• **Assignment**:
Transcribe each entry exactly as it appears, leaving out any picture it holds.
*** Supplied information ***
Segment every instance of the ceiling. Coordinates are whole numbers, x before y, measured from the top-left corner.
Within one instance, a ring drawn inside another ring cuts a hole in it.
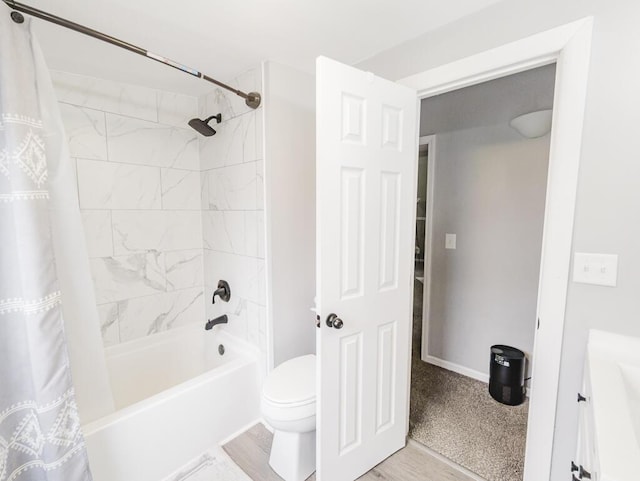
[[[499,0],[20,0],[220,80],[274,60],[313,72],[347,64]],[[200,94],[210,84],[64,28],[36,22],[52,69]]]
[[[551,64],[424,99],[420,135],[498,125],[550,109],[555,74],[556,66]]]

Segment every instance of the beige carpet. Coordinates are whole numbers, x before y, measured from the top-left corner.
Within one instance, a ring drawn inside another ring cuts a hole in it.
[[[422,362],[419,282],[415,298],[409,436],[487,481],[521,480],[529,403],[505,406],[485,383]]]

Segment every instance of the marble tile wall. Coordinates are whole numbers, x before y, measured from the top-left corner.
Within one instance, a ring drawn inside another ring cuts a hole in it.
[[[187,126],[198,99],[52,76],[76,163],[105,345],[204,323],[200,153]]]
[[[261,83],[260,69],[230,82],[245,92],[262,92]],[[220,279],[232,292],[229,303],[211,304],[207,297],[207,317],[227,314],[221,328],[259,347],[266,366],[263,109],[222,89],[198,104],[201,116],[222,113],[217,134],[199,138],[205,292],[210,297]]]

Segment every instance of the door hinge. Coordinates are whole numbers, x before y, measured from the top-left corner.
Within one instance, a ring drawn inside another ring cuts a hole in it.
[[[538,326],[536,327],[536,329],[540,329],[540,318],[538,318]]]

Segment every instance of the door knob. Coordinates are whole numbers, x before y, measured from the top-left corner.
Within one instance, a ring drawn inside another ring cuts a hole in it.
[[[327,317],[327,326],[335,329],[342,329],[343,325],[344,323],[342,322],[342,319],[340,319],[336,314],[331,313]]]

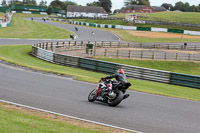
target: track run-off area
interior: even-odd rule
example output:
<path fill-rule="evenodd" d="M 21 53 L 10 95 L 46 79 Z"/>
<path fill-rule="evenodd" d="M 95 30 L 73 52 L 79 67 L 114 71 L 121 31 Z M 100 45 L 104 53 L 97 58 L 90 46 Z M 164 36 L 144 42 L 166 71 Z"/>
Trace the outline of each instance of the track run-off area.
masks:
<path fill-rule="evenodd" d="M 73 31 L 77 40 L 119 41 L 103 30 L 37 20 Z M 95 36 L 91 38 L 91 32 Z M 88 40 L 90 40 L 88 39 Z M 0 39 L 1 44 L 34 44 L 53 40 Z M 21 41 L 21 42 L 18 42 Z M 56 40 L 55 40 L 56 41 Z M 133 84 L 134 85 L 134 84 Z M 130 98 L 117 107 L 87 101 L 96 84 L 12 67 L 0 63 L 0 100 L 104 123 L 133 132 L 198 133 L 200 102 L 128 91 Z"/>

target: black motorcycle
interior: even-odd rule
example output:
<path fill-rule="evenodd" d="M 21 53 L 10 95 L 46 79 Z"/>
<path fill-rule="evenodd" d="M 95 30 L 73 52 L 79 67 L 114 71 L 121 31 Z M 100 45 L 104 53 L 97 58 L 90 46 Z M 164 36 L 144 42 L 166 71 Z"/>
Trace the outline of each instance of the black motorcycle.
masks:
<path fill-rule="evenodd" d="M 88 101 L 96 100 L 115 107 L 124 99 L 124 93 L 130 86 L 130 83 L 116 83 L 110 79 L 101 79 L 98 87 L 90 92 Z"/>

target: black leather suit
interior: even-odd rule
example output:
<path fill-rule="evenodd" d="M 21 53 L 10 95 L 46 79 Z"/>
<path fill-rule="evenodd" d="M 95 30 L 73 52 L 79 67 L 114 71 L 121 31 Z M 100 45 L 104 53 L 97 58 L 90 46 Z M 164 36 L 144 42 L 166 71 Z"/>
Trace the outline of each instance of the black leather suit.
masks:
<path fill-rule="evenodd" d="M 113 80 L 113 82 L 112 82 L 113 88 L 120 87 L 124 83 L 127 83 L 126 75 L 123 74 L 123 73 L 116 73 L 116 74 L 112 74 L 112 75 L 109 75 L 109 76 L 105 77 L 105 79 L 112 79 L 112 78 L 116 79 L 116 81 Z M 125 93 L 125 92 L 126 92 L 126 90 L 123 91 L 123 93 Z"/>
<path fill-rule="evenodd" d="M 112 74 L 112 75 L 109 75 L 107 77 L 105 77 L 106 79 L 112 79 L 112 78 L 115 78 L 118 82 L 120 83 L 126 83 L 126 75 L 123 74 L 123 73 L 116 73 L 116 74 Z"/>

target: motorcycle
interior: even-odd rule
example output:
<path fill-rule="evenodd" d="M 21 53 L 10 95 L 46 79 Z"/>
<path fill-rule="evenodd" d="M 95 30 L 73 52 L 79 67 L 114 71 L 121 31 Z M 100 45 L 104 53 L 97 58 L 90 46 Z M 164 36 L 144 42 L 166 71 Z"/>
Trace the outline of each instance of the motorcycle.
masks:
<path fill-rule="evenodd" d="M 88 95 L 88 101 L 100 101 L 115 107 L 124 99 L 124 93 L 131 83 L 114 83 L 111 79 L 99 80 L 98 87 Z"/>

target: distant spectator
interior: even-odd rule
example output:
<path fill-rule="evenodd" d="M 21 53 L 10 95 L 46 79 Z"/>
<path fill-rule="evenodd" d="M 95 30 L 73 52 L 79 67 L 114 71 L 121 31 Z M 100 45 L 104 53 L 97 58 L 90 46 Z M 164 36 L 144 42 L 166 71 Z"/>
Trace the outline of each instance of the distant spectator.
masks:
<path fill-rule="evenodd" d="M 33 21 L 33 18 L 31 18 L 31 20 Z"/>
<path fill-rule="evenodd" d="M 75 27 L 75 30 L 76 30 L 76 31 L 78 31 L 78 28 L 77 28 L 77 27 Z"/>

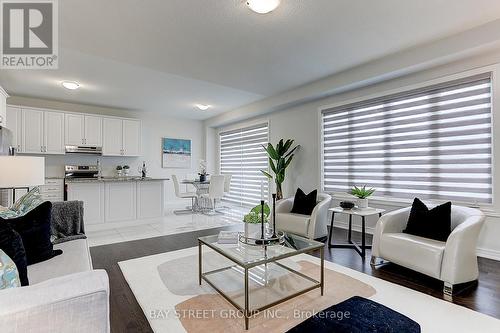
*** End of Supplied information ***
• **Exercise response**:
Segment every instance of the ceiling. Coordinates are whole numbers, x before y, measured from the top-left corner.
Within one instance, a ring drawn inside another ring cuts a hole in it.
[[[499,0],[20,0],[220,80],[274,60],[313,72],[347,64]],[[200,94],[210,84],[64,28],[36,22],[52,69]]]
[[[551,64],[424,99],[420,135],[498,125],[550,109],[555,74],[556,66]]]

Segment every instance of the beige carpet. Coordinates are whole numbers, x before y, measured from the top-left corner.
Within one instance, a ring drawn inside another ring cuts a hole in it.
[[[422,362],[419,282],[415,298],[409,436],[487,481],[521,480],[529,403],[505,406],[485,383]]]

Segment every instance of the marble tile wall. Coordinates are whole numbers, x before y, measured from the top-left corner.
Within one instance, a ring drawn inside another ring cuts a hole in it.
[[[187,126],[198,99],[52,76],[76,163],[105,345],[204,323],[200,153]]]
[[[261,83],[260,69],[230,82],[245,92],[262,92]],[[220,279],[232,292],[229,303],[211,304],[207,297],[207,317],[227,314],[221,328],[259,347],[266,366],[263,109],[222,89],[198,104],[201,116],[222,113],[217,134],[199,138],[205,292],[210,297]]]

Segment every instance of the door hinge. Coordinates are whole numbers, x before y, measured from the top-left corner.
Within one instance, a ring drawn inside another ring cuts a hole in it.
[[[538,326],[536,327],[536,329],[540,329],[540,318],[538,318]]]

Segment every instance of the door knob. Coordinates are whole numbers, x before y, measured from the top-left corner.
Within one instance, a ring drawn inside another ring cuts a hole in it.
[[[327,317],[327,326],[335,329],[342,329],[343,325],[344,323],[342,322],[342,319],[340,319],[336,314],[331,313]]]

target: track run-off area
interior: even-odd rule
example output:
<path fill-rule="evenodd" d="M 21 53 L 10 95 L 46 79 Z"/>
<path fill-rule="evenodd" d="M 95 30 L 73 52 L 79 67 L 114 71 L 121 31 Z M 100 45 L 104 53 L 97 58 L 90 46 Z M 164 36 L 144 42 L 166 71 Z"/>
Trace the outline of each instance of the track run-off area.
masks:
<path fill-rule="evenodd" d="M 73 31 L 77 40 L 119 41 L 103 30 L 37 20 Z M 95 36 L 91 38 L 91 32 Z M 88 40 L 90 40 L 88 39 Z M 0 39 L 1 44 L 34 44 L 53 40 Z M 21 41 L 21 42 L 18 42 Z M 56 40 L 55 40 L 56 41 Z M 133 84 L 134 85 L 134 84 Z M 130 98 L 117 107 L 87 101 L 96 84 L 12 67 L 0 63 L 0 100 L 104 123 L 133 132 L 198 133 L 200 102 L 128 91 Z"/>

target: black motorcycle
interior: even-odd rule
example output:
<path fill-rule="evenodd" d="M 21 53 L 10 95 L 46 79 Z"/>
<path fill-rule="evenodd" d="M 95 30 L 73 52 L 79 67 L 114 71 L 121 31 Z M 100 45 L 104 53 L 97 58 L 90 46 Z M 164 36 L 144 42 L 166 71 Z"/>
Trace the outline of each instance of the black motorcycle.
masks:
<path fill-rule="evenodd" d="M 88 101 L 96 100 L 115 107 L 124 99 L 124 93 L 130 86 L 130 83 L 116 83 L 110 79 L 101 79 L 98 87 L 90 92 Z"/>

target: black leather suit
interior: even-odd rule
example output:
<path fill-rule="evenodd" d="M 21 53 L 10 95 L 46 79 Z"/>
<path fill-rule="evenodd" d="M 95 30 L 73 52 L 79 67 L 114 71 L 121 31 Z M 100 45 L 104 53 L 97 58 L 90 46 Z M 164 36 L 144 42 L 166 71 Z"/>
Trace the outline of each instance of the black leather suit.
masks:
<path fill-rule="evenodd" d="M 113 80 L 113 82 L 112 82 L 113 88 L 120 87 L 124 83 L 127 83 L 126 75 L 123 74 L 123 73 L 116 73 L 116 74 L 112 74 L 112 75 L 109 75 L 109 76 L 105 77 L 105 79 L 112 79 L 112 78 L 116 79 L 116 81 Z M 125 93 L 125 92 L 126 92 L 126 90 L 123 91 L 123 93 Z"/>
<path fill-rule="evenodd" d="M 112 74 L 112 75 L 109 75 L 107 77 L 105 77 L 106 79 L 112 79 L 112 78 L 115 78 L 118 82 L 120 83 L 126 83 L 126 75 L 123 74 L 123 73 L 116 73 L 116 74 Z"/>

target: motorcycle
interior: even-odd rule
example output:
<path fill-rule="evenodd" d="M 21 53 L 10 95 L 46 79 Z"/>
<path fill-rule="evenodd" d="M 95 30 L 73 52 L 79 67 L 114 71 L 121 31 Z M 100 45 L 104 53 L 97 58 L 90 46 Z M 164 36 L 144 42 L 166 71 Z"/>
Trace the outline of each instance of the motorcycle.
masks:
<path fill-rule="evenodd" d="M 88 95 L 88 101 L 100 101 L 115 107 L 124 99 L 124 93 L 131 83 L 114 83 L 111 79 L 99 80 L 98 87 Z"/>

target: distant spectator
interior: even-odd rule
example output:
<path fill-rule="evenodd" d="M 21 53 L 10 95 L 46 79 Z"/>
<path fill-rule="evenodd" d="M 95 30 L 73 52 L 79 67 L 114 71 L 121 31 Z M 100 45 L 104 53 L 97 58 L 90 46 Z M 164 36 L 144 42 L 166 71 Z"/>
Trace the outline of each instance of the distant spectator.
masks:
<path fill-rule="evenodd" d="M 33 21 L 33 18 L 31 18 L 31 20 Z"/>
<path fill-rule="evenodd" d="M 75 27 L 75 30 L 76 30 L 76 31 L 78 31 L 78 28 L 77 28 L 77 27 Z"/>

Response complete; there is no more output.